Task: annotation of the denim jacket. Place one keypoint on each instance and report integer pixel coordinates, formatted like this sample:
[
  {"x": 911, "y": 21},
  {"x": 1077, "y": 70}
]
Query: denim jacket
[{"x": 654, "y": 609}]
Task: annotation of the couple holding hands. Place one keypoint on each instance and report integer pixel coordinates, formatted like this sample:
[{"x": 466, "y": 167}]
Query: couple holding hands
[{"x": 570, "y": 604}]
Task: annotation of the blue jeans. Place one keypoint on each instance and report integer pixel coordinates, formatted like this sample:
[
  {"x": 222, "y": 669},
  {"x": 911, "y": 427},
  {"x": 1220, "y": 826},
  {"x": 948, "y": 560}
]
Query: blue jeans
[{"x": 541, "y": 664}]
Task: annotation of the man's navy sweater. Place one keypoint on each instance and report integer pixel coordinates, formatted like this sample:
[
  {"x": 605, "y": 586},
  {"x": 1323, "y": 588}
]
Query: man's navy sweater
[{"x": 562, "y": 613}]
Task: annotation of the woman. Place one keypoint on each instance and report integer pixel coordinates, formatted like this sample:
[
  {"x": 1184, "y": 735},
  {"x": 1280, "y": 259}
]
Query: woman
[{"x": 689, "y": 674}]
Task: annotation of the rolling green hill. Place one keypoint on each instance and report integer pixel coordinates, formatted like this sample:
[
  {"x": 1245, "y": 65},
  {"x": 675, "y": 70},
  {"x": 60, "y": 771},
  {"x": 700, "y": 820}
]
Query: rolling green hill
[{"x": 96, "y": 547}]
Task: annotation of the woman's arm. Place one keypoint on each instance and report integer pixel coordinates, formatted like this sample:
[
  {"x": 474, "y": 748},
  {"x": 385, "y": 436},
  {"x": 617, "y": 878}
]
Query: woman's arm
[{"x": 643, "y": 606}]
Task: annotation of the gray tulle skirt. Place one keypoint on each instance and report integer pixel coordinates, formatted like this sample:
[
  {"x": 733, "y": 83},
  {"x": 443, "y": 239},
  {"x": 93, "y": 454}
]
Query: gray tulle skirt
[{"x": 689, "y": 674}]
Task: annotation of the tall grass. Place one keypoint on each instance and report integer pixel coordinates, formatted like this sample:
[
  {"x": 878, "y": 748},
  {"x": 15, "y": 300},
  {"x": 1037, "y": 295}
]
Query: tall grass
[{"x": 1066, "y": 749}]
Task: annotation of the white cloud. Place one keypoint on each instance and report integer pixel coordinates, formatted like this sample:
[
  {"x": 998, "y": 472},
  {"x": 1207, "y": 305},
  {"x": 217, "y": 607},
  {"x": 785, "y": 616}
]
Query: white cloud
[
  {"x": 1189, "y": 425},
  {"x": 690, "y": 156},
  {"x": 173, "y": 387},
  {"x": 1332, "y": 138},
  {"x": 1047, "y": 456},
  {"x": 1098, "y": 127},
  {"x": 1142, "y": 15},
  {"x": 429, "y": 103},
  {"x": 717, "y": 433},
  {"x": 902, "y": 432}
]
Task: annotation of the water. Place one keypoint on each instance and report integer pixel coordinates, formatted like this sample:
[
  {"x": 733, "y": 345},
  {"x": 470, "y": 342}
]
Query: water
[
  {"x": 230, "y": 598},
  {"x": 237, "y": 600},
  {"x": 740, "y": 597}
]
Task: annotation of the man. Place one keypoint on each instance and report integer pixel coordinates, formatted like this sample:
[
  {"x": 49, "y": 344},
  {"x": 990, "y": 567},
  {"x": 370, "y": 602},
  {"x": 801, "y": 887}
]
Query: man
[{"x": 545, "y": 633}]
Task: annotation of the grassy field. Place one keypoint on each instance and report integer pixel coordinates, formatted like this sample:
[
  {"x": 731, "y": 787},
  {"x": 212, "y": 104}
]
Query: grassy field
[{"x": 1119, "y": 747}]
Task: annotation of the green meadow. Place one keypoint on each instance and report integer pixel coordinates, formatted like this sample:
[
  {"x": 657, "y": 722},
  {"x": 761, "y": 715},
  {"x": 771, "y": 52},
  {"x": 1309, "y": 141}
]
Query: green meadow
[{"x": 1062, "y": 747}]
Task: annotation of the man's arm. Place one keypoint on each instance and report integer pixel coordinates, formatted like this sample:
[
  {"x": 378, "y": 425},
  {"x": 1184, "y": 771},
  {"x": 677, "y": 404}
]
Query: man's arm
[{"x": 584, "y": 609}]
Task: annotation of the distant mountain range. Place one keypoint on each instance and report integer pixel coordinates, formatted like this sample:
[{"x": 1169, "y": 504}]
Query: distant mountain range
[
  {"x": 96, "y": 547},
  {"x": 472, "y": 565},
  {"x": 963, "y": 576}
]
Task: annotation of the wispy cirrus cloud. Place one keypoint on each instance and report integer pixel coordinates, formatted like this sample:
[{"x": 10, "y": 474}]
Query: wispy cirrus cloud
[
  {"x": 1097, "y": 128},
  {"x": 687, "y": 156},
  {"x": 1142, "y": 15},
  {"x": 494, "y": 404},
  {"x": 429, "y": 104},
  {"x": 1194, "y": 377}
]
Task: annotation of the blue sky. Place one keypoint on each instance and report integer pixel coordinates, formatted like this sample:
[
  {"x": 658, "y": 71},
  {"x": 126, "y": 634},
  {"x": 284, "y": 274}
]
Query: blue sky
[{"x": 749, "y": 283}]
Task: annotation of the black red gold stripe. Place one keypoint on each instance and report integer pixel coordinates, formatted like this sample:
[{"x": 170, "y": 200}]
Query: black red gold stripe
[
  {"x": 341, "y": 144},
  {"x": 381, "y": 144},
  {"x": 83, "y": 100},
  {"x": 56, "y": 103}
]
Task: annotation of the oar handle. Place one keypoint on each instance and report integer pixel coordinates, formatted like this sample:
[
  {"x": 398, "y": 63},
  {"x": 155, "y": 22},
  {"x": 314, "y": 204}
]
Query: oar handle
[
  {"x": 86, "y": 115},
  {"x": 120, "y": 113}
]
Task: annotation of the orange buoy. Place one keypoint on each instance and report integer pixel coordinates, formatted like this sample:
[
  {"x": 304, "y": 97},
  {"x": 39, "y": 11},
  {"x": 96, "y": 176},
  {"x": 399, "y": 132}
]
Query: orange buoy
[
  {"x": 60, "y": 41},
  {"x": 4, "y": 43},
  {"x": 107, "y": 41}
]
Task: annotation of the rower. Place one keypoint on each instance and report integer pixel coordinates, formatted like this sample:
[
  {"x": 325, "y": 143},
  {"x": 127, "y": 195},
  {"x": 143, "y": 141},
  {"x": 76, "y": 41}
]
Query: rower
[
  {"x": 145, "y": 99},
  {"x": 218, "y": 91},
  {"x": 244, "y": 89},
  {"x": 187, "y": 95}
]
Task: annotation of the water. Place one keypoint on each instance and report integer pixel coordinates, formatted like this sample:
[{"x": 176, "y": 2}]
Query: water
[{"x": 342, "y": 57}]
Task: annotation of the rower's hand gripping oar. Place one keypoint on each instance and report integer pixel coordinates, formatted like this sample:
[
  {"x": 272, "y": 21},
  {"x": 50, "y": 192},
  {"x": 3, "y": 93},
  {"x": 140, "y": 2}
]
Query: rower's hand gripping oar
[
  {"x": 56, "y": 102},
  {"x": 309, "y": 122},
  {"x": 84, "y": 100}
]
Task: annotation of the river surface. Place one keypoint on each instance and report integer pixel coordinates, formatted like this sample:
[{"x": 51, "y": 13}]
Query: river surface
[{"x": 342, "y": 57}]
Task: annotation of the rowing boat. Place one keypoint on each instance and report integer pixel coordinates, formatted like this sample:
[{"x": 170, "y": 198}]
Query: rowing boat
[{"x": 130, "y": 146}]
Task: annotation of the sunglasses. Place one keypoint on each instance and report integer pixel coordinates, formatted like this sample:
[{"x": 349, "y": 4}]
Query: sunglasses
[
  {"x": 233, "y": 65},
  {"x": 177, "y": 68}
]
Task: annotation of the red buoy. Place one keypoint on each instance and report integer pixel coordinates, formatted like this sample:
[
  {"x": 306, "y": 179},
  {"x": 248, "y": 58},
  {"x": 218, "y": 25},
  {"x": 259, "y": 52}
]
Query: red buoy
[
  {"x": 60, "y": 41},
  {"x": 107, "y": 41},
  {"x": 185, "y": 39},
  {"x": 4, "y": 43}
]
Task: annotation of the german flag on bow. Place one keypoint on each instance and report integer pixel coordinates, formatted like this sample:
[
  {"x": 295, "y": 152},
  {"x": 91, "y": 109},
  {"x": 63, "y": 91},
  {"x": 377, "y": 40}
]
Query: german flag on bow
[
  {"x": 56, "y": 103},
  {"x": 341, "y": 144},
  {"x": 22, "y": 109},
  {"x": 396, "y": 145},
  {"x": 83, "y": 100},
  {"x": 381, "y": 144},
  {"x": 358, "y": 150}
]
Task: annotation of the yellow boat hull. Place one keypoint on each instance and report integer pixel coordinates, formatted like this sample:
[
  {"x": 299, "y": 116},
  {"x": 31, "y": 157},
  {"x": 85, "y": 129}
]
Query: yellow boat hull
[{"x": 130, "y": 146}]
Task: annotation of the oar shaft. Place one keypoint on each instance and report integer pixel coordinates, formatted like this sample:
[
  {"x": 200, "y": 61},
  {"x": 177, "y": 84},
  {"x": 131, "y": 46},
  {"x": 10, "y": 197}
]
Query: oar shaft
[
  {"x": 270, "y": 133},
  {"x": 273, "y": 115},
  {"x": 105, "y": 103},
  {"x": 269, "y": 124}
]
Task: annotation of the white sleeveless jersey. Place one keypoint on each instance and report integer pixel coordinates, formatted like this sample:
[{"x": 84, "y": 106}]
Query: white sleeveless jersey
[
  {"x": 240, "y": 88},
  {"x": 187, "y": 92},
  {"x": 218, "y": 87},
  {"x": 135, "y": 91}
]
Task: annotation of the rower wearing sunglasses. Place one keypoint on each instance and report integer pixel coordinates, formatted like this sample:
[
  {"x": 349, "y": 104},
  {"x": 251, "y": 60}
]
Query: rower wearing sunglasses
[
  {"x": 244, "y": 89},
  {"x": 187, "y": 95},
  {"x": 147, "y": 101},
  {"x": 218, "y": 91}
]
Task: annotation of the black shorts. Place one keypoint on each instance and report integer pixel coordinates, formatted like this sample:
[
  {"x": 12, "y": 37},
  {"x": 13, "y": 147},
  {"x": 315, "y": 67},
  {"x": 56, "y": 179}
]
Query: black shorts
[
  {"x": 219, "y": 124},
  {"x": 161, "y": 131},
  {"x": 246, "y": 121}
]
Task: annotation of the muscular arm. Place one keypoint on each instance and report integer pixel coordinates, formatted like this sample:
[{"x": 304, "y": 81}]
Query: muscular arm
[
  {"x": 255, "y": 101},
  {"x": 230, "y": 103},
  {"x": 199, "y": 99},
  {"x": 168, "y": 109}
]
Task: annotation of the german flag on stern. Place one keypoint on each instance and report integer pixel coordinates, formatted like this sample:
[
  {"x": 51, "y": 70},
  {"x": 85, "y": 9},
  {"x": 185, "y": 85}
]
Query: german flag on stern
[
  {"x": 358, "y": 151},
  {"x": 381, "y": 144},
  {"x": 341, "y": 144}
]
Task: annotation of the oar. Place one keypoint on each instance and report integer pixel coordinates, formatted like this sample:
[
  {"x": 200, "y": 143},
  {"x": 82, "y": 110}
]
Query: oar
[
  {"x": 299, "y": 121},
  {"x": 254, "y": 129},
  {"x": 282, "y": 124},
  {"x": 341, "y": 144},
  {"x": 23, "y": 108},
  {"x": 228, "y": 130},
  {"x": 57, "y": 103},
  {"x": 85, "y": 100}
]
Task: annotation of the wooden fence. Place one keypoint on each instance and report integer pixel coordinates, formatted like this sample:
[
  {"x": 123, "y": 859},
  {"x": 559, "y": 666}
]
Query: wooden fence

__________________________________________________

Exercise objective:
From the listing above, collect each line in which the string "wooden" appears.

Your response:
Task: annotation of the wooden fence. Place one keypoint on each instance and report integer pixel coordinates, formatted like this sample:
Query: wooden fence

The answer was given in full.